# 本文:
------------
債務整理で借金が減るのはよく知られています。
しかし「借金がいくらからなら債務整理ができるのか」「債務整理は借金があれば誰でも効果があるのか」など、意外と知られていないことが多いです。
今回は、債務整理の金額制限や効果の目安などを詳しく解説していきます。
債務整理は借金いくらからできる?
債務整理は簡単に言うと「国に認められた借金を減額できる手続き」です。国に認められたといわれると「借金の額に決まりがあるのではないか」と心配される方もいらっしゃるのではないでしょうか。
結論から申し上げますと、債務整理をすることに「借金が○○円ないとできない」といった制限はありません。
債務整理は借金がいくらあるかではなく「返済できる状況かどうか」が目安になります。たとえば300万円の借入でも翌月に簡単に返済できるならば、債務整理をする必要はないです。
反対に収入が少なく、50万円の借入でも毎月の返済が苦しく生活を圧迫しているようであれば、できるだけ早く債務整理を検討したほうがいいでしょう。
------------
# やること:
A. 債務整理の解説文で「」に囲まれている語句を、出てくる順にすべて書き出せ。
B. 債務整理の解説文を、最後の文のあとから続けて書け。

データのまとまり
------------
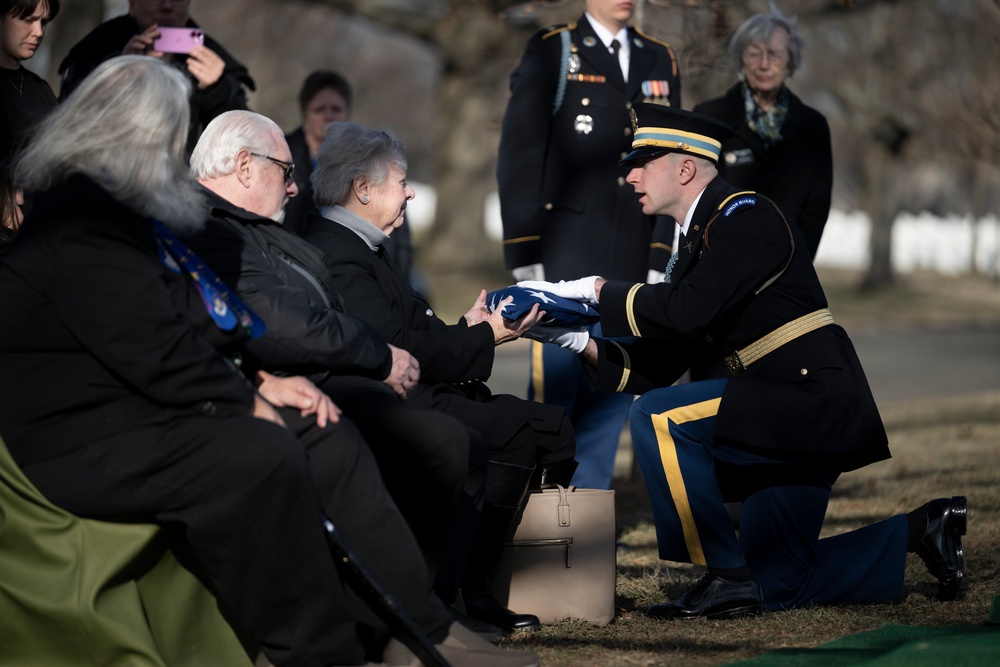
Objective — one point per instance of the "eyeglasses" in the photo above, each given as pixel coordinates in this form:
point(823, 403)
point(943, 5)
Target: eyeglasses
point(755, 56)
point(289, 167)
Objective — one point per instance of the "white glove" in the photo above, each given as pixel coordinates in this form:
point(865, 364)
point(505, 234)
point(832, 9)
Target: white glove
point(529, 272)
point(581, 290)
point(571, 339)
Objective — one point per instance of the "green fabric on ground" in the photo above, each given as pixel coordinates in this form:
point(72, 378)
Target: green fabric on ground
point(82, 592)
point(897, 646)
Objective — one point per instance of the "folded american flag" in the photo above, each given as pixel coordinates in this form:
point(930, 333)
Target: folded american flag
point(558, 310)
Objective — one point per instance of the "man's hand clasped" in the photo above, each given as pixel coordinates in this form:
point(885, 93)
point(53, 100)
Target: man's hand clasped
point(405, 372)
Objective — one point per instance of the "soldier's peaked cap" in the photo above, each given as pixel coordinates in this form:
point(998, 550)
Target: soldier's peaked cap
point(659, 129)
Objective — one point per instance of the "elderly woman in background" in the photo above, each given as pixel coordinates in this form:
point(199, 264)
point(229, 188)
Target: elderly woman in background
point(360, 183)
point(118, 401)
point(26, 97)
point(326, 97)
point(781, 147)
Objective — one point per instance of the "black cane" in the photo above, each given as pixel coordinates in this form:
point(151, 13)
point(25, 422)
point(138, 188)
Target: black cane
point(367, 585)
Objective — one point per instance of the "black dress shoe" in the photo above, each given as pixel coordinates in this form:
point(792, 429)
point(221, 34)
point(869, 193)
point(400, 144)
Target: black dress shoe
point(941, 546)
point(713, 597)
point(484, 607)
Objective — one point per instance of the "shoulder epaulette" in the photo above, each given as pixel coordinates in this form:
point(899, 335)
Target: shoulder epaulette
point(556, 29)
point(670, 50)
point(745, 198)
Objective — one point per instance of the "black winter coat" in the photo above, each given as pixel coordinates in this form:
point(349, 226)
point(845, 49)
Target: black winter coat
point(797, 172)
point(283, 279)
point(100, 336)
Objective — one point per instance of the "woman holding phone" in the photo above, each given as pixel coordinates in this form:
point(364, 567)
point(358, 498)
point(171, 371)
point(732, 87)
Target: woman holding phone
point(219, 80)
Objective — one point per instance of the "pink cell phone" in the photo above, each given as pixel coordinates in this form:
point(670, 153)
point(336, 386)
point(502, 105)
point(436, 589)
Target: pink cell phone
point(178, 40)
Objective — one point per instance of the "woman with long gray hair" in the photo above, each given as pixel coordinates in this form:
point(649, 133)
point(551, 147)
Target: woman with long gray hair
point(121, 397)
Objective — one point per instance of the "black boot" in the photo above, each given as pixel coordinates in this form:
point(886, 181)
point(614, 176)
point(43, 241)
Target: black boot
point(506, 488)
point(940, 546)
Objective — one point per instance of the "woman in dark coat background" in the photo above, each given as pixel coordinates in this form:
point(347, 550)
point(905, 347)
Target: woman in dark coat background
point(781, 147)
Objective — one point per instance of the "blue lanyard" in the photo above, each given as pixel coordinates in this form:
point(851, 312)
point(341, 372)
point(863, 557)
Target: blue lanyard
point(222, 304)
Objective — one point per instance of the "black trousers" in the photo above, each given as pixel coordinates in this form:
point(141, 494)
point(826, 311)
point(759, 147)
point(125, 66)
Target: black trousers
point(248, 496)
point(433, 467)
point(517, 432)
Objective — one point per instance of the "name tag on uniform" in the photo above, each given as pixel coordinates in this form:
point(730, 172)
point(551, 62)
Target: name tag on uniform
point(738, 158)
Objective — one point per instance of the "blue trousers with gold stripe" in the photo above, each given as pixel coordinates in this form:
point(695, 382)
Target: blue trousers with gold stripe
point(780, 519)
point(557, 378)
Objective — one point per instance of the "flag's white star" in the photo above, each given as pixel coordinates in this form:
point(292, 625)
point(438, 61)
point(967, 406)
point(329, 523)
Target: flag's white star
point(543, 297)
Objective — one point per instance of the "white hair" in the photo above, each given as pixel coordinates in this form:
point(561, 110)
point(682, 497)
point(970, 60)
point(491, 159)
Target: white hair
point(227, 135)
point(125, 127)
point(351, 151)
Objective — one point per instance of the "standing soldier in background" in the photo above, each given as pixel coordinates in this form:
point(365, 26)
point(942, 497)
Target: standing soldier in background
point(566, 208)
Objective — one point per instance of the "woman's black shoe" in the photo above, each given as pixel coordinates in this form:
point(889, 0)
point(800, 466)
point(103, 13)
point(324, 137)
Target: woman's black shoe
point(484, 607)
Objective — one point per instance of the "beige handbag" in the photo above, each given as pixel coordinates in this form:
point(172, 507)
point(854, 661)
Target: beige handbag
point(561, 561)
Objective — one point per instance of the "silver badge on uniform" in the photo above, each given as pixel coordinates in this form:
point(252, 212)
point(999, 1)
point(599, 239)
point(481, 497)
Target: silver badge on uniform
point(738, 157)
point(573, 64)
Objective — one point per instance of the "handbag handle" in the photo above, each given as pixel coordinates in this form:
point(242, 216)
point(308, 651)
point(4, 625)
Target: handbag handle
point(562, 510)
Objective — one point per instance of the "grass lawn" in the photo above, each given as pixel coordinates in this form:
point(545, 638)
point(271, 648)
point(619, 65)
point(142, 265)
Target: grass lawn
point(940, 448)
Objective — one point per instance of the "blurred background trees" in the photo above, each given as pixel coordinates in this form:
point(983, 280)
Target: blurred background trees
point(907, 86)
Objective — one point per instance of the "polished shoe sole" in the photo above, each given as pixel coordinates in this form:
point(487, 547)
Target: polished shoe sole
point(948, 589)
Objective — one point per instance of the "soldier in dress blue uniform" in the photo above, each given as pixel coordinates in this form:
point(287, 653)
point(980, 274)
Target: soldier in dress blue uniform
point(566, 208)
point(794, 414)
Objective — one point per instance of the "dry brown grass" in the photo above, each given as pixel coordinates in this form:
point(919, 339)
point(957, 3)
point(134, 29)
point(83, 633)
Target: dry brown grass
point(940, 448)
point(943, 458)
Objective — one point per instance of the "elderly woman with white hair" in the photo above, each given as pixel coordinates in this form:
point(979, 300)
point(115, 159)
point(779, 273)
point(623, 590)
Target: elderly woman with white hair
point(125, 394)
point(781, 147)
point(360, 185)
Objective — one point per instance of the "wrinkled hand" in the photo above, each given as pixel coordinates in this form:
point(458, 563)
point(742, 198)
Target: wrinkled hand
point(264, 410)
point(478, 313)
point(142, 44)
point(571, 339)
point(205, 65)
point(580, 290)
point(298, 392)
point(405, 372)
point(505, 330)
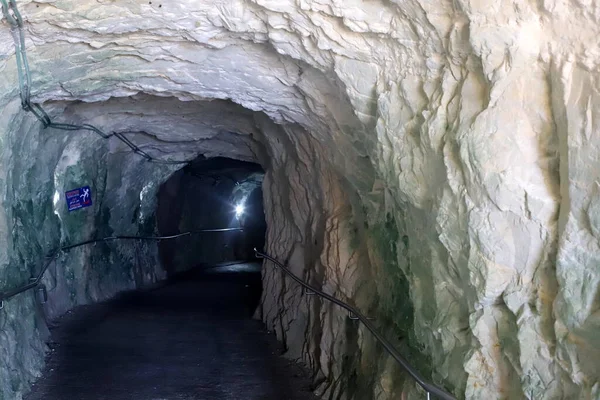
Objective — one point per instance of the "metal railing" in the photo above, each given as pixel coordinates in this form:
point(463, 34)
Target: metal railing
point(53, 255)
point(355, 314)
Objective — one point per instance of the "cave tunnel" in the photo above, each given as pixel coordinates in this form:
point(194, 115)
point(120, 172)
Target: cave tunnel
point(215, 193)
point(420, 179)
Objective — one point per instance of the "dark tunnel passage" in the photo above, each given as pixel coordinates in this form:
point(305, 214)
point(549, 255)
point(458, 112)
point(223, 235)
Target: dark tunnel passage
point(192, 336)
point(217, 193)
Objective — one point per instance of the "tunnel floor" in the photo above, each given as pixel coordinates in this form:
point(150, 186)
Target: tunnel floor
point(193, 338)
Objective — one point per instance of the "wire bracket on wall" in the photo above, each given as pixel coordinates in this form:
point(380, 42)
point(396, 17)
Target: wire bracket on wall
point(12, 15)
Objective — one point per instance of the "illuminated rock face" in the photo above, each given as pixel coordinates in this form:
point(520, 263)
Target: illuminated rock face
point(435, 162)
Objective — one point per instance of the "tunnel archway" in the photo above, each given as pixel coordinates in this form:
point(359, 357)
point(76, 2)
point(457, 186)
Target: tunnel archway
point(428, 161)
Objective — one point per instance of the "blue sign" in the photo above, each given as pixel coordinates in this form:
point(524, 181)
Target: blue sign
point(79, 198)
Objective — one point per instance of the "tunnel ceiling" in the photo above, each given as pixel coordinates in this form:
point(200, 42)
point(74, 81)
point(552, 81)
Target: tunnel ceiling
point(433, 162)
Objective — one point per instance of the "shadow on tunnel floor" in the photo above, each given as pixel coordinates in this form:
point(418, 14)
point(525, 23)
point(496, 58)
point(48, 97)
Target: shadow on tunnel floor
point(191, 338)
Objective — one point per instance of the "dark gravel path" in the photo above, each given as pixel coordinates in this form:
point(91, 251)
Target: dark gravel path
point(191, 339)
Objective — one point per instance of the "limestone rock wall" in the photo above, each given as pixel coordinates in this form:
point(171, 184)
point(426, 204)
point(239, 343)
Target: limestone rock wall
point(435, 162)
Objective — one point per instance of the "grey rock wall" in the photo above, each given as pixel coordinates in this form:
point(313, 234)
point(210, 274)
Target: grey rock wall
point(435, 162)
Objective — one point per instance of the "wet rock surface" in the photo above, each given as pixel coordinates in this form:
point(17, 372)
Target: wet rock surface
point(192, 338)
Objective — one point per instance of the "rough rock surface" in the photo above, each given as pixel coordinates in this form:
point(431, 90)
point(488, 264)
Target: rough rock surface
point(433, 161)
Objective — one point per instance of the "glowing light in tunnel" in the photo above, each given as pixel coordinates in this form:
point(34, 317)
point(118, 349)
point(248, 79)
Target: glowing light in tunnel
point(239, 210)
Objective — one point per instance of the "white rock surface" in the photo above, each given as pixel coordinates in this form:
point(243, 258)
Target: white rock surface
point(435, 161)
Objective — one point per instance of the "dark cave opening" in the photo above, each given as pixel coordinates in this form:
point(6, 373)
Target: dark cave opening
point(216, 193)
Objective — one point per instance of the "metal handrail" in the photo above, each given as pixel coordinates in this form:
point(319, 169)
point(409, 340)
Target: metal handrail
point(35, 281)
point(428, 387)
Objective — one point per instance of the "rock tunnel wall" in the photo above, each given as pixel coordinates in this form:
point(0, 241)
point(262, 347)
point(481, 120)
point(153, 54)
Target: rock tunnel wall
point(433, 161)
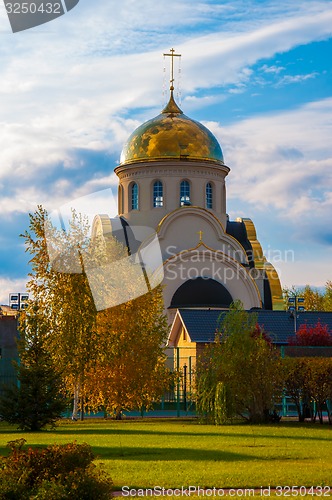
------------
# 解答:
A.
「借金がいくらからなら債務整理ができるのか」
「債務整理は借金があれば誰でも効果があるのか」
「国に認められた借金を減額できる手続き」
「借金の額に決まりがあるのではないか」
「借金が○○円ないとできない」
「返済できる状況かどうか」

B.
債務整理するべきかどうかは、借入をした本人の返済状況や家計の状況といった「収入と返済のバランス」で判断されます。
債務整理で減額効果の出やすい金額の目安
債務整理それぞれの手続きで減額の効果が出やすい金額は、およそ以下のようになります。
債務整理 | 減額効果の出やすい借入金額の目安 |
任意整理 | 30万円以上 |
個人再生 | 100万~5,000万円 |
自己破産 | 50万円以上 |
手続きごとに解説していきます。
任意整理
債務整理に「借金が○○円ないとできない」という決まりはありません。しかし借金が30万円以下なら、任意整理をするよりもそのまま返済を続けたほうがいいといえます。
たとえば、以下のような状況だったとしましょう。
借入 | 1社10万円 金利年18% |
支払い | 月々3,000円(借入額の3%) |
完済までの期間 | 約4年(47回) |
完済までに発生する利息 | 約4万円 |
任意整理の費用相場は5万円~10万円です。借入額10万円で任意整理を依頼すると、カットできる利息2万円よりも多い金額を事務所に支払うことになります。
つまり任意整理をしても家計の負担が大きくなるだけです。
借入 | 1社20万円 金利年18% |
支払い | 月々6,000円(借入額の3%) |
完済までの期間 | 約4年(47回) |
完済までに発生する利息 | 約8万円 |
借金が20万円の場合、依頼した事務所によっては損することがわかります。
もう一つ例を挙げましょう。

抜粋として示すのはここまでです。